[MATERIAL PROVIDED]
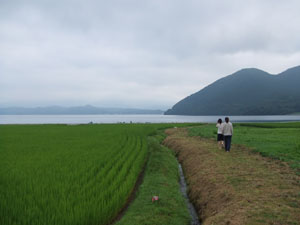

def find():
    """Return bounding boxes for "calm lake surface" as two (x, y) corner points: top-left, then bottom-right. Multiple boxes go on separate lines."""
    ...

(1, 114), (300, 124)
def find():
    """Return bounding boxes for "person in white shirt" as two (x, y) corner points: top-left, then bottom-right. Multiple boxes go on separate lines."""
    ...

(223, 117), (233, 152)
(216, 118), (224, 149)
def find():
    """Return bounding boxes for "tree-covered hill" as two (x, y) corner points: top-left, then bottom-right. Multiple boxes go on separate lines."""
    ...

(165, 66), (300, 115)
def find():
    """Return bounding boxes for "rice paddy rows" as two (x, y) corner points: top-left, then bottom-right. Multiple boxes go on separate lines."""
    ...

(0, 124), (155, 225)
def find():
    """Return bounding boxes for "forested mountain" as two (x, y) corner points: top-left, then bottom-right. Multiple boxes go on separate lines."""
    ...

(165, 66), (300, 115)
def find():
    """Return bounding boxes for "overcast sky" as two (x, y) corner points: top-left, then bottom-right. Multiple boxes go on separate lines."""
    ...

(1, 0), (300, 109)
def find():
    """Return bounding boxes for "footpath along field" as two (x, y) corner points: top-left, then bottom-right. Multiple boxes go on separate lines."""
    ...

(189, 122), (300, 173)
(0, 123), (197, 225)
(164, 122), (300, 225)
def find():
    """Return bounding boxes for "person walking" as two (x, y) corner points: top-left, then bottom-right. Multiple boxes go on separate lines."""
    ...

(223, 117), (233, 152)
(216, 118), (224, 149)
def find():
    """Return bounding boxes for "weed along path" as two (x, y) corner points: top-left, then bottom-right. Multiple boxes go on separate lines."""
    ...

(163, 128), (300, 225)
(115, 135), (192, 225)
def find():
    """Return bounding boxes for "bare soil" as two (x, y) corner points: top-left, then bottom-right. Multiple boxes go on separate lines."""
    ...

(163, 128), (300, 225)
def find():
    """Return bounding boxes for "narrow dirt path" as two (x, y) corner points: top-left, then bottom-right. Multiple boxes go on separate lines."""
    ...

(163, 128), (300, 225)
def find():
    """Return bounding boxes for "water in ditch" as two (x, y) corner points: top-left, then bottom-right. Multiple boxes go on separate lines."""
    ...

(178, 163), (201, 225)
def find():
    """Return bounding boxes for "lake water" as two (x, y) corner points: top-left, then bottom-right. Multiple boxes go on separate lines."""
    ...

(1, 114), (300, 124)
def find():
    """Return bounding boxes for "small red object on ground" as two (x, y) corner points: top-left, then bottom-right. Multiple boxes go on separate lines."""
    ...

(152, 196), (159, 202)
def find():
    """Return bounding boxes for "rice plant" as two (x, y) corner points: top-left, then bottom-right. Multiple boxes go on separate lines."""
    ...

(0, 124), (156, 225)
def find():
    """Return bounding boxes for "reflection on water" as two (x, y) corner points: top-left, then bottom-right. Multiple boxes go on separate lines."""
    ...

(1, 114), (300, 124)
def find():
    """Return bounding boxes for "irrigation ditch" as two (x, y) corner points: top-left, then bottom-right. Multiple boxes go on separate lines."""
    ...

(178, 162), (201, 225)
(113, 133), (193, 225)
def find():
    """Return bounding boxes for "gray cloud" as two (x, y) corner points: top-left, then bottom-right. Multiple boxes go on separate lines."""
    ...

(1, 0), (300, 109)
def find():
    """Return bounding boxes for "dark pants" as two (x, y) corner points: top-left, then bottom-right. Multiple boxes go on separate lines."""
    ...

(224, 135), (232, 151)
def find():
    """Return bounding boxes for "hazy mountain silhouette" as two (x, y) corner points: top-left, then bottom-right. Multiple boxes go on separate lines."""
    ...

(0, 105), (164, 115)
(165, 66), (300, 115)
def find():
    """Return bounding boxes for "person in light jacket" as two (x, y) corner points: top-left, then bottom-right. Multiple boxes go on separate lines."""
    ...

(216, 118), (224, 149)
(223, 117), (233, 152)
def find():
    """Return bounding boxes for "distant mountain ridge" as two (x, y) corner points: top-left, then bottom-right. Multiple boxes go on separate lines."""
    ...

(0, 105), (164, 115)
(165, 65), (300, 115)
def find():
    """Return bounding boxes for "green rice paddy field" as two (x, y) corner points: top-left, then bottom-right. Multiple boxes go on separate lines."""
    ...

(0, 124), (182, 225)
(1, 122), (300, 225)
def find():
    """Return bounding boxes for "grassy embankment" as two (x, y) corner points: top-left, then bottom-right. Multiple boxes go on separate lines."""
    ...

(189, 122), (300, 173)
(0, 123), (195, 225)
(115, 129), (191, 225)
(163, 122), (300, 224)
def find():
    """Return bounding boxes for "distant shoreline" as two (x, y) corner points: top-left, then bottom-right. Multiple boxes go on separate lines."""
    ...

(1, 114), (300, 125)
(0, 105), (164, 115)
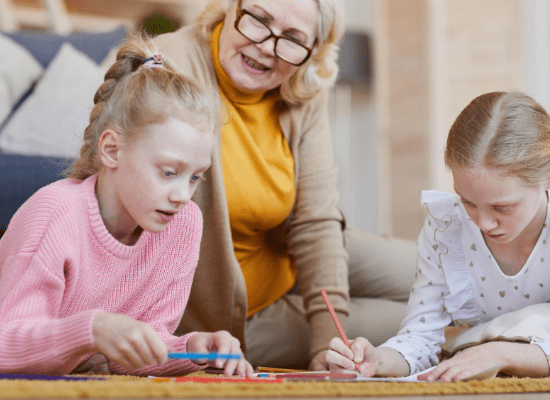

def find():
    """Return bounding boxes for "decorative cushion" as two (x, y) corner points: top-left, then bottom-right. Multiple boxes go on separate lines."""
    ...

(0, 42), (104, 158)
(0, 34), (43, 128)
(1, 26), (127, 68)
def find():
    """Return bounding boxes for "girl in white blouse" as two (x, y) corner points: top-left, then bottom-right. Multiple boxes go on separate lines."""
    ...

(326, 91), (550, 381)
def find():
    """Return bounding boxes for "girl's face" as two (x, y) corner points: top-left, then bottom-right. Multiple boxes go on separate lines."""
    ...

(452, 166), (550, 246)
(101, 117), (213, 243)
(218, 0), (319, 93)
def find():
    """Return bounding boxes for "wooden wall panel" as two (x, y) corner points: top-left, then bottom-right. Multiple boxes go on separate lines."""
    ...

(378, 0), (522, 240)
(386, 0), (430, 239)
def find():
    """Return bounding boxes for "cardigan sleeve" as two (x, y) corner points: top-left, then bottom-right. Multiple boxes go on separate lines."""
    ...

(285, 89), (350, 357)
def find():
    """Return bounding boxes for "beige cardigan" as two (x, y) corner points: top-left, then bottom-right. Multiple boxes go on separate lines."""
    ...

(154, 25), (349, 357)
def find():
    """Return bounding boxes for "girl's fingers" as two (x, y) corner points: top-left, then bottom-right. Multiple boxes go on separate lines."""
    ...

(126, 329), (161, 367)
(245, 360), (254, 377)
(326, 349), (356, 372)
(221, 337), (243, 375)
(424, 362), (461, 382)
(143, 328), (168, 364)
(328, 337), (354, 359)
(119, 341), (149, 370)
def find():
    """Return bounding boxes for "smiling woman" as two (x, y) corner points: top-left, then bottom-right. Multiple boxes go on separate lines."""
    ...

(153, 0), (418, 370)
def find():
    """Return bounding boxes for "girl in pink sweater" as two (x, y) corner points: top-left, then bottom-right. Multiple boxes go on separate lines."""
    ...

(0, 36), (252, 377)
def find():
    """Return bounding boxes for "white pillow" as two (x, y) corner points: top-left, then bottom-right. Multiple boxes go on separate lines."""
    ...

(0, 34), (43, 126)
(0, 42), (104, 158)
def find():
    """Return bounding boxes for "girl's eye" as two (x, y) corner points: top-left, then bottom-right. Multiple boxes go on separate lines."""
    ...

(163, 170), (176, 177)
(494, 206), (511, 213)
(191, 175), (200, 182)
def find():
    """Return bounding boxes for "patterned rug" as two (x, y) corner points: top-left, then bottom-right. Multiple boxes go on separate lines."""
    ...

(2, 373), (550, 398)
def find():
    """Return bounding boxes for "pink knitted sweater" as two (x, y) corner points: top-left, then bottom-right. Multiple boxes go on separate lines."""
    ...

(0, 174), (204, 376)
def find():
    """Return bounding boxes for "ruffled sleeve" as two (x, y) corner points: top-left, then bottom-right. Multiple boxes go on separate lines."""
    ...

(380, 190), (479, 374)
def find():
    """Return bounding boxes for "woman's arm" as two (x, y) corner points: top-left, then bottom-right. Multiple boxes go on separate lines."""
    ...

(284, 89), (349, 363)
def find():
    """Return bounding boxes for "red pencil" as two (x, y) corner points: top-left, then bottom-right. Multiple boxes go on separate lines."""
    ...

(320, 289), (361, 373)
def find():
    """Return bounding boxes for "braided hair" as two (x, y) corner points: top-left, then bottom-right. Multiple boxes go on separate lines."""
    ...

(67, 34), (219, 180)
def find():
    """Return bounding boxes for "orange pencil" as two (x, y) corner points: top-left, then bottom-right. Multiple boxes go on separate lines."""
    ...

(320, 289), (361, 373)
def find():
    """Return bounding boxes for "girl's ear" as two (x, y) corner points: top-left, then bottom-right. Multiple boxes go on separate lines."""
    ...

(98, 129), (121, 169)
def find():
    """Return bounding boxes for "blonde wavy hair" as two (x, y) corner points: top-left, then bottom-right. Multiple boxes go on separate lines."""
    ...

(194, 0), (345, 105)
(445, 91), (550, 186)
(67, 34), (219, 180)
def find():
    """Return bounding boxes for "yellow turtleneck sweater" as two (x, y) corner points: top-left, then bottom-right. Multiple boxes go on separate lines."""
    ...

(211, 24), (297, 317)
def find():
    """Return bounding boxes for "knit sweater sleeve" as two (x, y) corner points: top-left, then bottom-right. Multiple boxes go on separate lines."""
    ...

(107, 202), (205, 377)
(0, 186), (99, 374)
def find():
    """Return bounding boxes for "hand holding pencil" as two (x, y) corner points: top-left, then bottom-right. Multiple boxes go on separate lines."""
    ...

(320, 289), (361, 373)
(186, 331), (253, 378)
(322, 288), (400, 377)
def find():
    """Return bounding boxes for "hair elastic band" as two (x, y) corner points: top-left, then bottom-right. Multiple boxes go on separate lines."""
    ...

(141, 54), (165, 69)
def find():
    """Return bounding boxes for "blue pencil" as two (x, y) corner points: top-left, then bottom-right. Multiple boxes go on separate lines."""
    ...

(168, 352), (242, 360)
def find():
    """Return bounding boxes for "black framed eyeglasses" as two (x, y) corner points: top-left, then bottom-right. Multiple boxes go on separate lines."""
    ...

(234, 2), (316, 67)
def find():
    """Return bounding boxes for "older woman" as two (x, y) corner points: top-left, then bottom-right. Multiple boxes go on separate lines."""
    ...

(154, 0), (416, 370)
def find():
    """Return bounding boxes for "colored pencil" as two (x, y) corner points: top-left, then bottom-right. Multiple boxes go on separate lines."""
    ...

(168, 352), (242, 360)
(174, 376), (282, 383)
(320, 289), (361, 373)
(259, 372), (357, 380)
(256, 366), (304, 373)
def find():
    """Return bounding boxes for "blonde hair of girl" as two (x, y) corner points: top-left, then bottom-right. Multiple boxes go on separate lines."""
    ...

(194, 0), (345, 105)
(445, 91), (550, 186)
(68, 34), (220, 180)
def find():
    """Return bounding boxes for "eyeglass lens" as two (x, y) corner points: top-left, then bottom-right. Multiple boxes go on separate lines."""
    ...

(237, 13), (309, 65)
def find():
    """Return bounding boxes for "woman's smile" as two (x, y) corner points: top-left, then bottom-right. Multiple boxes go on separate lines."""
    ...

(241, 53), (270, 72)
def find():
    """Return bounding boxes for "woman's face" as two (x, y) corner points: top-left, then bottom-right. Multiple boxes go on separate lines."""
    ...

(219, 0), (319, 93)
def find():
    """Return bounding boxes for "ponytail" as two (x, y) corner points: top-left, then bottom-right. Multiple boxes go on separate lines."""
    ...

(67, 34), (218, 180)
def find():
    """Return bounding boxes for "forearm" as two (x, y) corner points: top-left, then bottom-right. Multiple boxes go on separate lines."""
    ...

(0, 310), (99, 374)
(376, 347), (410, 377)
(491, 342), (549, 378)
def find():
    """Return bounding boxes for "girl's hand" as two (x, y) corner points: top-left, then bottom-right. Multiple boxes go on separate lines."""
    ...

(92, 312), (168, 371)
(73, 353), (110, 374)
(186, 331), (253, 377)
(418, 343), (501, 382)
(326, 337), (380, 377)
(309, 350), (329, 371)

[TASK TO COMPLETE]
Scan the listing for the string "pink", then copy every line where it appears.

[REPLY TO THE EXERCISE]
    """Return bounding boxes for "girl in pink sweater" as two (x, y) corner points: top-left, then bottom-right. Multiple boxes go on separate lines."""
    """Return bounding boxes for "pink knitted sweater" as two (x, y) corner points: top-left, then bottom-right. Multiple boxes go on separate lines."""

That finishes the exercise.